*Written exercise:*
Set down the line that contains "white lettering on" and every line after it to the end of the entries, exactly as they stand and nothing more.

*Extracted material:*
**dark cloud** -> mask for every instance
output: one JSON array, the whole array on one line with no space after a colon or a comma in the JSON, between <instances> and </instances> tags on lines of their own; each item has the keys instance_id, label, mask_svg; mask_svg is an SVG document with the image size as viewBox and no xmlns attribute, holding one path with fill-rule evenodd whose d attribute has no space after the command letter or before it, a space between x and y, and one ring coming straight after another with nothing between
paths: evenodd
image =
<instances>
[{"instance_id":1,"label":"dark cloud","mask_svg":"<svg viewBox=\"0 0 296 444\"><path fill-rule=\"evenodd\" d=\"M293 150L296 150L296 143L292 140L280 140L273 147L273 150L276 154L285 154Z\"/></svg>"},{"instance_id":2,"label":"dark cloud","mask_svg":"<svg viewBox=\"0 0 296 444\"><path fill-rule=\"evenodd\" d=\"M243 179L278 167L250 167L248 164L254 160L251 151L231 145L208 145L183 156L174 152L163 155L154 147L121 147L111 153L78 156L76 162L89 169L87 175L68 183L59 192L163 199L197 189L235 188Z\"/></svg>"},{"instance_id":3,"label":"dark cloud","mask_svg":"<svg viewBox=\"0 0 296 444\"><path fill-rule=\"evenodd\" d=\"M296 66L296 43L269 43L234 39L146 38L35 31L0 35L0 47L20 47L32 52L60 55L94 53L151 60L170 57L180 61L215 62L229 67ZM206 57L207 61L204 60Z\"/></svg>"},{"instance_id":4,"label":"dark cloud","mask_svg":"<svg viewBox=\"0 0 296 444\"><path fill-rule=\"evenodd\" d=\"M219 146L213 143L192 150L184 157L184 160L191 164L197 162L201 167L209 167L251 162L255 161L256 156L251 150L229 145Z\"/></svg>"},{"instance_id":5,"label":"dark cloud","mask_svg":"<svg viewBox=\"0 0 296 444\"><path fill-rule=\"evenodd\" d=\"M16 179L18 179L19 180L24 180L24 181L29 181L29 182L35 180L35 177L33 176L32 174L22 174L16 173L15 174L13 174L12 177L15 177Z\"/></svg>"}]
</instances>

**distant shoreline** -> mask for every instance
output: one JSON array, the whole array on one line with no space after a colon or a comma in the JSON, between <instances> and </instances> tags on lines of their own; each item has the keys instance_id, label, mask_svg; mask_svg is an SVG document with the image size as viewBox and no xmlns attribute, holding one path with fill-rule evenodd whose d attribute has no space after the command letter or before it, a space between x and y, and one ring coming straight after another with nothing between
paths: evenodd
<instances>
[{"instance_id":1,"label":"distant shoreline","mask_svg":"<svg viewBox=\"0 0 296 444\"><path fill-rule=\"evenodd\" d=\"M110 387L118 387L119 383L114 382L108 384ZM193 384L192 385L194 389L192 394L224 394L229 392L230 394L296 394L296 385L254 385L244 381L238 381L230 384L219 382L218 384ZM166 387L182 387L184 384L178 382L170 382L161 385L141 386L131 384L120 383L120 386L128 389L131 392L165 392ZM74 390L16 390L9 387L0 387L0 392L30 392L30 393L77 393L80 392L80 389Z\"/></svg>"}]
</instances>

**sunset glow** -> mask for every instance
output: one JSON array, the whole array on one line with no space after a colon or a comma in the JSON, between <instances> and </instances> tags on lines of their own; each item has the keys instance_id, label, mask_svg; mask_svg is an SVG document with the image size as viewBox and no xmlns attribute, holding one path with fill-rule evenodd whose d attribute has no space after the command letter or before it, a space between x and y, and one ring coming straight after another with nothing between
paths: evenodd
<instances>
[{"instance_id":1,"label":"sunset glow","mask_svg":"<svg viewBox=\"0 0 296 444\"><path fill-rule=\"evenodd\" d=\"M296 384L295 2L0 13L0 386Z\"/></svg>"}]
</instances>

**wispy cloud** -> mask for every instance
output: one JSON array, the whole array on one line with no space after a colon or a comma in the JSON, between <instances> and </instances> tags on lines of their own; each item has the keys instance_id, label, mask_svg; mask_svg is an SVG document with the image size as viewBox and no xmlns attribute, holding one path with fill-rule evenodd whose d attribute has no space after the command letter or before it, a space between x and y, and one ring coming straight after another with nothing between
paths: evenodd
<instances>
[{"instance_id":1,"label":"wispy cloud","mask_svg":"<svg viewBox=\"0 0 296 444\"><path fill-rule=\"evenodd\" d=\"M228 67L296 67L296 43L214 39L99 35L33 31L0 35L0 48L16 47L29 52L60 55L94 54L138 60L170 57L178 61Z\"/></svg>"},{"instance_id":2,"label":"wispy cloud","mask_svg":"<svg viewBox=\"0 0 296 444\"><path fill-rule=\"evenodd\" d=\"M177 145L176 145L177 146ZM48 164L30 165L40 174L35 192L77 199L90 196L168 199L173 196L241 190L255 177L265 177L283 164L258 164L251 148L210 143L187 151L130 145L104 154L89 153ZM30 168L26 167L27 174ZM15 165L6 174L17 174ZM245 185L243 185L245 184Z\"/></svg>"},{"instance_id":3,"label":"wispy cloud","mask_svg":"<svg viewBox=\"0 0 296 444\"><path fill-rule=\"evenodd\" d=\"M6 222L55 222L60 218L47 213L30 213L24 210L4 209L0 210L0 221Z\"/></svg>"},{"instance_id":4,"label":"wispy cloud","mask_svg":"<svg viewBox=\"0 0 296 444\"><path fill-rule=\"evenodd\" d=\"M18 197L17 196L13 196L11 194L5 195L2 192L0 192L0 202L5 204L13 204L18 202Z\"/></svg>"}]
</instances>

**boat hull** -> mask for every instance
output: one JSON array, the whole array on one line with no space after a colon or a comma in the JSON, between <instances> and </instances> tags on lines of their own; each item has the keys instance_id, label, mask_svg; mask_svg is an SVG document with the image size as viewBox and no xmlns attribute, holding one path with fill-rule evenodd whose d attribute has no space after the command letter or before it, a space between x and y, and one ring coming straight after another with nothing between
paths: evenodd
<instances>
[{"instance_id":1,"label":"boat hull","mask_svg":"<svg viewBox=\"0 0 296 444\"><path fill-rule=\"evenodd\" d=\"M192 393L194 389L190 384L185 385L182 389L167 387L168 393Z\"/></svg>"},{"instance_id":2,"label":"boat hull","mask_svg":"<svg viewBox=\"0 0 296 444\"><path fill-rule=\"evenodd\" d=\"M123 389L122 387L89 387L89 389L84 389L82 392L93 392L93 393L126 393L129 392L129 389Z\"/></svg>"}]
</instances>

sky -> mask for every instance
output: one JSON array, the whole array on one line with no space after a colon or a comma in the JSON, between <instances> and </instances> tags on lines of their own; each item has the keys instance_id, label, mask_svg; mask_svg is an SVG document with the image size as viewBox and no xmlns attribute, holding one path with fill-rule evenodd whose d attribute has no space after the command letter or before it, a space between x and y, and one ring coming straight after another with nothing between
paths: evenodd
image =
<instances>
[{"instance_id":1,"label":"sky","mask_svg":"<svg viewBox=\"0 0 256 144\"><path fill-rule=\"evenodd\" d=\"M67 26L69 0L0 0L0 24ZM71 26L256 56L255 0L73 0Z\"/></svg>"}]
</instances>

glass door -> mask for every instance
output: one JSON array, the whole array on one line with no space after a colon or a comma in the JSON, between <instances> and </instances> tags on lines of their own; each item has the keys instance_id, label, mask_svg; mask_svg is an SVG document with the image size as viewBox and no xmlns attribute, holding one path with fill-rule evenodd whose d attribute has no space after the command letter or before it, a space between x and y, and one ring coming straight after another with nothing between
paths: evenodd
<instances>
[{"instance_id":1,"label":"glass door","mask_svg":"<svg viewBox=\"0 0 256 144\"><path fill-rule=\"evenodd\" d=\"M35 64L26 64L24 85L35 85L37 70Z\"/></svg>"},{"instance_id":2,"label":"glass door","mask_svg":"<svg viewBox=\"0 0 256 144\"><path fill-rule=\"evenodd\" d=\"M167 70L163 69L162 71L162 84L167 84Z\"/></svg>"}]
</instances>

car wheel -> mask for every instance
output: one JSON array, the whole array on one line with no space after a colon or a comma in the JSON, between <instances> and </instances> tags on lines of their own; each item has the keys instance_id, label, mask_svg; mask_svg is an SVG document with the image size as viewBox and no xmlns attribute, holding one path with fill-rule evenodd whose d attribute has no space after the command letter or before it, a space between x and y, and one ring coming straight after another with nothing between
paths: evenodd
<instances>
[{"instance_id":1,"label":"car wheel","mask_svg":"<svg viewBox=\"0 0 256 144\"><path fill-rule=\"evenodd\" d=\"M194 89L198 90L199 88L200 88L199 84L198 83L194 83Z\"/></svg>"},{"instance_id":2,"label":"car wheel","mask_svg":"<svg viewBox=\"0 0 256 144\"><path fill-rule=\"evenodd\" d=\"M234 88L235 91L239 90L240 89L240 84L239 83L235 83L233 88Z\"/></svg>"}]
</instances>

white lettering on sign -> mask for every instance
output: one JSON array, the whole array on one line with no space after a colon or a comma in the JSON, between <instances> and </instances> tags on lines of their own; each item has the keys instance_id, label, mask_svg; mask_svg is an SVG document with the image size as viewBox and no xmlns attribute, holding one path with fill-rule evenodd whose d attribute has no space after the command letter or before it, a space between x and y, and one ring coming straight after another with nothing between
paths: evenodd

*Answer to this exercise:*
white lettering on sign -> mask for every instance
output: one JSON array, the whole array on one line with no space after a colon or a comma in the JSON, between <instances> and </instances> tags on lines of their own; each item has the keys instance_id, label, mask_svg; mask_svg is an SVG document with the image size as viewBox and no xmlns attribute, holding one path with fill-rule evenodd whose d attribute has no space after the command letter or before it, a space between x and y, and one ring coming straight after another with nothing between
paths: evenodd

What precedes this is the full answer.